▸ **Work to do**
A - According to the interferometer text, what is used to get rid of higher order Gaussian modes?
B - Extend the interferometer text from where it stops.

▸ **Source**

If the wavefront curvatures happen to be unequal (lower part of Fig. 4), the values of the Φi will vary, depending on the curvature mismatch. Therefore, the averaged total phase will be different from the single Φi phases. If the wavefronts with different curvatures are tilted they see the same additional-phase-difference which appears on both sides with different sign and increases with lateral distance. By measuring the entire interference pattern these additional-phase-differences still cancel each other, but will result in a loss of contrast in the interferometric signal. This loss of contrast as well as the additional-phase-difference depends on the lateral distance to the pivot. Therefore, a wavefront tilt will discriminate the Φi in the outer areas of the photo detector. For equal wavefronts this is uncritical since every point on the detector gives the same signal. But for unequal wavefronts, each point generates a different phase signal. By tilting the wavefronts, the balance between the different phases changes and thus the resulting total phase signal (the average of the Φi) changes, too. This can be seen in the two green arrows in the bottom half of Fig. 4. The total phase in the titled scenario is shorter (loss of contrast) and has a different angle (the phase has changed).
3.3. Higher order Gaussian modes
Higher order Gaussian modes of odd order generate in general an asymmetric amplitude profile (see Fig. 5), which disturbs the phase readout, since the phases at the different detector positions are weighted with the product of the electric fields amplitudes. We get rid of higher order modes with the use of an optical resonator.
Fig. 5 A fundamental Gaussian mode is mixed with a Hermite-Gaussian 30 mode, the resulting beam is asymmetric.
4. Experimental setup
A schematic of the experimental setup is shown in Fig. 6. To ensure that both beams in the experiment are equal and have the same wavefront curvature at the detector (to suppress unequal beams, compare to Sec. 3.2), a homodyne equal arm-length Mach-Zehnder interferometer with only one light source is used. The path length is measured with multiple different detectors which will be described subsequently.
Fig. 6 Draft of the experimental setup, with: polarizing beam splitter (PBS), quarter wave-plate (λ/4), quadrant photo diode (QPD), single element photo diode (SEPD), piezo driven actuator (PZT). The key components from Fig. 1 are labeled in blue.

▸ **Given records**
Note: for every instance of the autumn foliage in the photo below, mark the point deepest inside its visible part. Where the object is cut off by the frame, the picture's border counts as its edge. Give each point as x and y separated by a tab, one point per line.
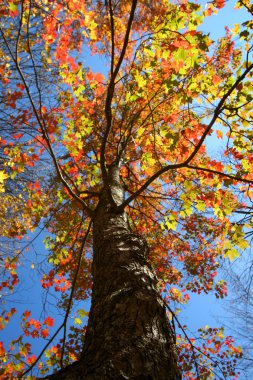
88	83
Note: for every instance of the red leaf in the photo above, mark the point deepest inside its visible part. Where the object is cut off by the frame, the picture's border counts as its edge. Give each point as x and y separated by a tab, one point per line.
49	321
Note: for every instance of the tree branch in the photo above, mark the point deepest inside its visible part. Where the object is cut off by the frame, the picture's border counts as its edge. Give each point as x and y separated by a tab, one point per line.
185	163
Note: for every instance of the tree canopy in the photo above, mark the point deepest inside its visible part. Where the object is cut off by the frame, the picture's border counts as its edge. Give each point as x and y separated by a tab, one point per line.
164	98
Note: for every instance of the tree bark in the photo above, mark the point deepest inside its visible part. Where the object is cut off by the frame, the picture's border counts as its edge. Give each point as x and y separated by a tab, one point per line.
128	334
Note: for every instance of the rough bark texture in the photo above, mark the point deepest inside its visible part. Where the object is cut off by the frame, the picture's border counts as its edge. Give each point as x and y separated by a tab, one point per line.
128	334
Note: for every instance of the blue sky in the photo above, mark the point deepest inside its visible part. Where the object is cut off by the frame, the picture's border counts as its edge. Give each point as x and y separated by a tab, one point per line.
202	310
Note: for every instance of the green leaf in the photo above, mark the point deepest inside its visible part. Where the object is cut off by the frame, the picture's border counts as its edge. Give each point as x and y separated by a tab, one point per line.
82	313
78	321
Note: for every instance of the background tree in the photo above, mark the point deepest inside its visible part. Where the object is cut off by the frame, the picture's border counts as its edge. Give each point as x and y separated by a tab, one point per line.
123	154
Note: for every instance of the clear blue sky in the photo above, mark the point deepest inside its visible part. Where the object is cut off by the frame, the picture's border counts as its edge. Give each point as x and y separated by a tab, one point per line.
202	310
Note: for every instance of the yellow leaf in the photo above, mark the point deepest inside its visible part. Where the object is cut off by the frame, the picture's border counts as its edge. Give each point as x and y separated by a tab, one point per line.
3	176
231	254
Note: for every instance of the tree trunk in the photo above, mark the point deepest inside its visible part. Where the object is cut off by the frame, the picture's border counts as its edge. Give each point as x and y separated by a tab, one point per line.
128	334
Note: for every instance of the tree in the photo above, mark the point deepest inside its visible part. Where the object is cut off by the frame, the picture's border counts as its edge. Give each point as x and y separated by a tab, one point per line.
125	155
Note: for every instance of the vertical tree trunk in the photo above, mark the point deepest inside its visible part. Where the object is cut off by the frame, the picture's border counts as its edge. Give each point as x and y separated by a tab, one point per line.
128	334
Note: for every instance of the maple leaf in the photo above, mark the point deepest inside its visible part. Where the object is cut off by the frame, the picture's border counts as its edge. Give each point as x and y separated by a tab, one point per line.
49	321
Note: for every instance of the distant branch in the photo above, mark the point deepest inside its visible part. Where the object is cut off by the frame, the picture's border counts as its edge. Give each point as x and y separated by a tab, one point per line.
111	87
186	163
63	325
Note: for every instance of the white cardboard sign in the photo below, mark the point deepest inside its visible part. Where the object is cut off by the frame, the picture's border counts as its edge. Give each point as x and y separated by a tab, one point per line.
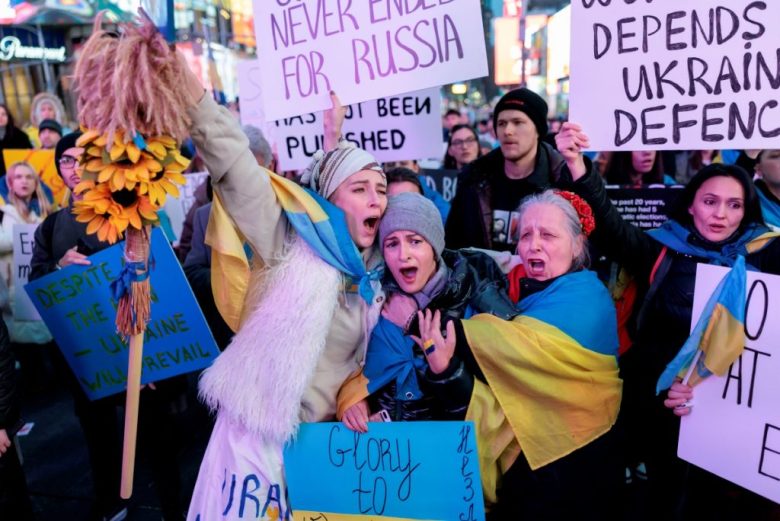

▸ **Expected outputs**
A - An optical resonator.

B -
The optical resonator (called mode cleaner [11]) in front of the experiment produces a purely fundamental Gaussian beam to suppress higher order modes (compare to Sec. 3.3). The resonator comprises two plane mirrors and one concave mirror with a radius of curvature of 1 m. The resonator round-trip length measures 416 mm. The eigenmode has a waist radius of 370 µm located between the two plane mirrors. After the resonator a telescope magnifies the eigenmode to a waist radius of 1 mm located roughly at the tilt mirror, which is representative for LISA. The resonator was used with p-polarized light and has a finesse of 360. The cavity round-trip length can be actuated by a piezo crystal attached to the concave mirror. It is stabilized using the tilt-lock technique [12]. The control loop has a unity gain frequency of ≈15 kHz and a phase margin of ≈ 40°.
The tilting of the beam is performed by a commercial piezo driven tilt-actuator and an additional quadrant photo diode (QPD) is placed behind the tilt-actuator in order to monitor the actual tilt angle. This tilt-QPD measures the difference of the power between its sides (differential power sensing signal - DPS) [9,13]. By tilting the beam, its center moves over the photo diode’s surface and the DPS signal varies.
To remove the TTL coupling caused by the longitudinal movement of the tilt-actuator (compare to Sec. 3.1), the interference pattern is measured with a large single element photo diode (SEPD). The SEPD will only detect the longitudinal movement of the tilt-actuator in the interference pattern. As shown in [10], a large SEPD is not affected by TTL coupling in the case of equal beams and no lateral offset between the beams and the pivot. Due to the resonator and the equal arm-length Mach-Zehnder design, this is guaranteed here.
This movement is minimized by a control loop and a linear actuator in the second arm. This control loop also ensures a stable midfringe lock. A unity gain frequency of ≈195 Hz and a phase margin of ≈25° were measured. This path length control loop uses the photo current of an SEPD as a sensor. Only if the interferometer is perfectly locked to midfringe, the SEPD power theoretically does not change with the beam angle. At any other operating point, the beam tilt couples into the power detected by the SEPD. To avoid additional coupling which appears by a mismatch between operating point and midfringe and to suppress the angular dependency of the midfringe level, the interference pattern was measured with an additional SEPD (reference SEPD). The residual coupling, measured with this reference SEPD, was in the end subtracted from the TTL coupling, measured behind the imaging system.
Besides the reference-SEPD, a measurement-QPD measured the TTL coupling behind an imaging system and a reference-QPD measured the TTL coupling without an imaging system.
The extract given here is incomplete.